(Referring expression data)
= Beginning of Section =

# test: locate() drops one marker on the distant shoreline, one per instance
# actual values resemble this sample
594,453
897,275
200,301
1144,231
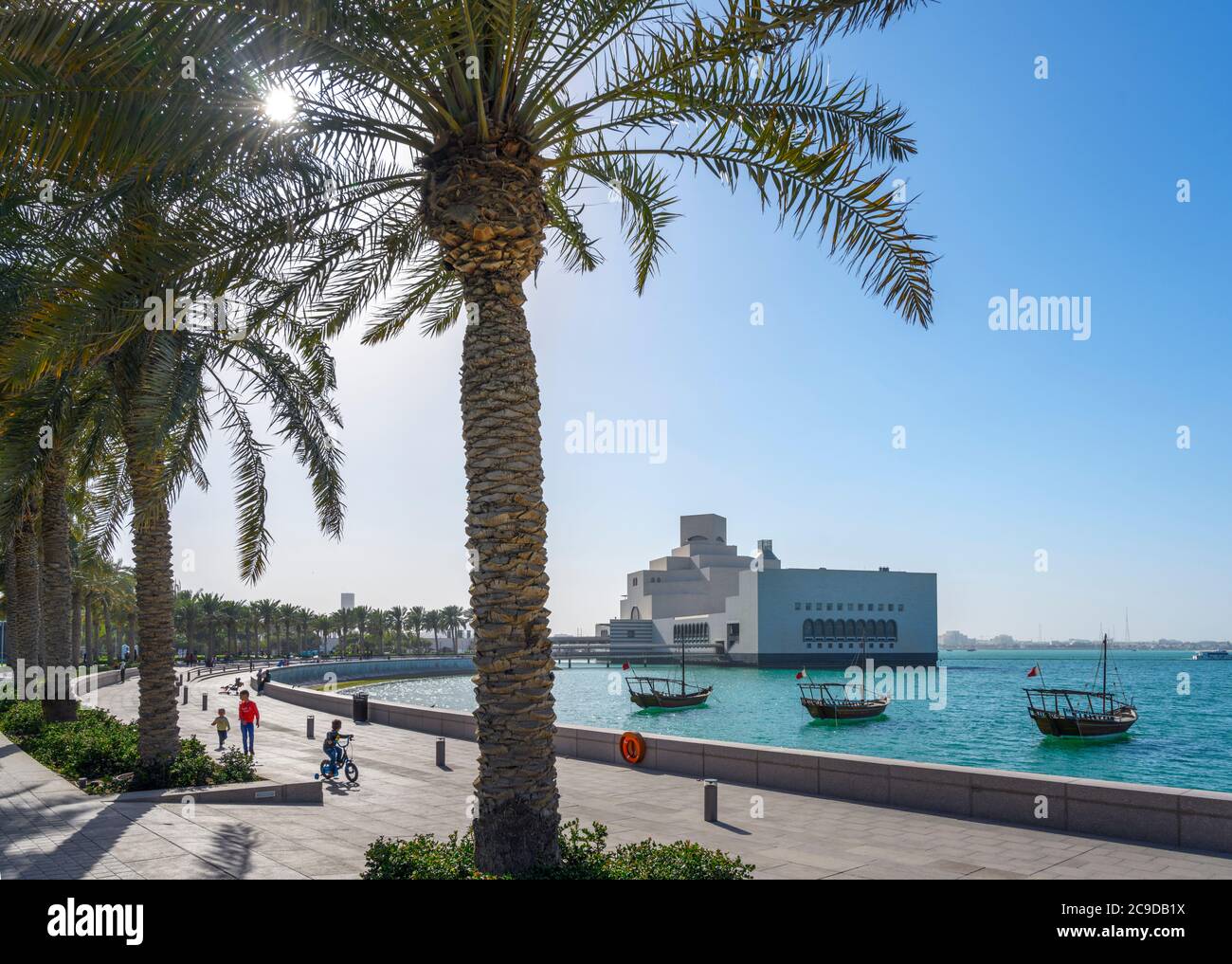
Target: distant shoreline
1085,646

= End of Section =
= Beginning of Section =

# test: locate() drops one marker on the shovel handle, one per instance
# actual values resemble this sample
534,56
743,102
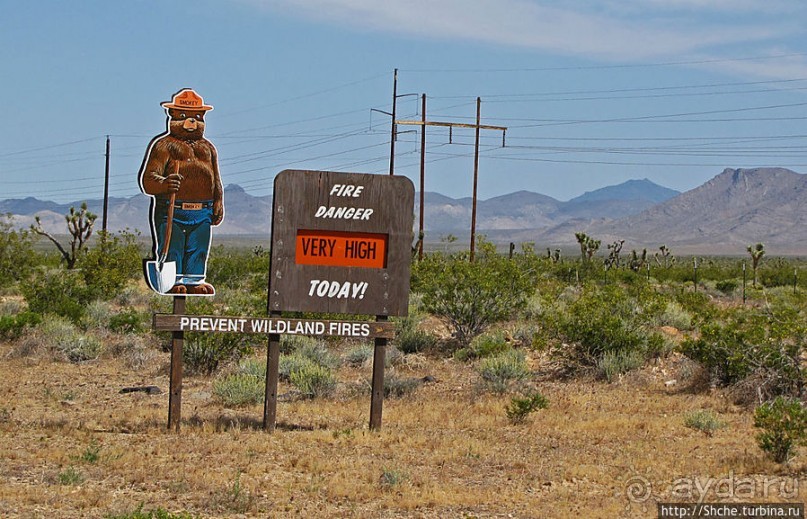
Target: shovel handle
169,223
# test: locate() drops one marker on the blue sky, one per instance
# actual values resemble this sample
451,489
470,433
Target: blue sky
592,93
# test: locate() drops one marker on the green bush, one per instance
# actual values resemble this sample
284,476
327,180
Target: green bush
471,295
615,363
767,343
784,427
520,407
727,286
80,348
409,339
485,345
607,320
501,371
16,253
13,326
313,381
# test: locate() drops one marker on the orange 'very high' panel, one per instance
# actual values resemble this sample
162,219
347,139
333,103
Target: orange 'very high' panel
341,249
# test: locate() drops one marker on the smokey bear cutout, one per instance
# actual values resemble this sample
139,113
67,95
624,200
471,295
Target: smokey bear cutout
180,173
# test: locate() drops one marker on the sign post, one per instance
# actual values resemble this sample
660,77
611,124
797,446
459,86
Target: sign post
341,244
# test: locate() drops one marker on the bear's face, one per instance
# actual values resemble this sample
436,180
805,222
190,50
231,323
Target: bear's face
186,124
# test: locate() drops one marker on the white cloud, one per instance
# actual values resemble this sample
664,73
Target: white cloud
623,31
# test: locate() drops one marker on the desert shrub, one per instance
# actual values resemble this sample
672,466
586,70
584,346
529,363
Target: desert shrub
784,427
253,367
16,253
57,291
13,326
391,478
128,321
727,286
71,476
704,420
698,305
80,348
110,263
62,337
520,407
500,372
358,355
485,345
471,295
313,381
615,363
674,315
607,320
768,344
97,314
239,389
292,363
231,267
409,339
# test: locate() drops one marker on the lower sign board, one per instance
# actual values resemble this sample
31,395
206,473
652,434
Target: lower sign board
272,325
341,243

= End of Section =

Copy out the lines of the records above in which the string "locate" appears.

Solution to this exercise:
# test: locate() drops one marker on the distant shoreline, one per instance
# test: locate() drops one marker on the shovel handle, one per instance
# test: locate() drops one marker on the blue sky, one per instance
# test: locate() drops one marker on the green bush, one per instance
# test: locate() drops one marker on the orange 'very high' panel, one per instance
# test: locate() drops one marker on the smokey bear cutout, one per instance
# test: locate() drops one marker on the sign post, one per instance
# test: locate() drops one marker on the bear's face, one per instance
# test: locate() drops one marker on the white cloud, one per instance
# test: locate() drops one marker on the desert shrub, one per instance
# test: locate() drops one marker on the lower sign board, one per instance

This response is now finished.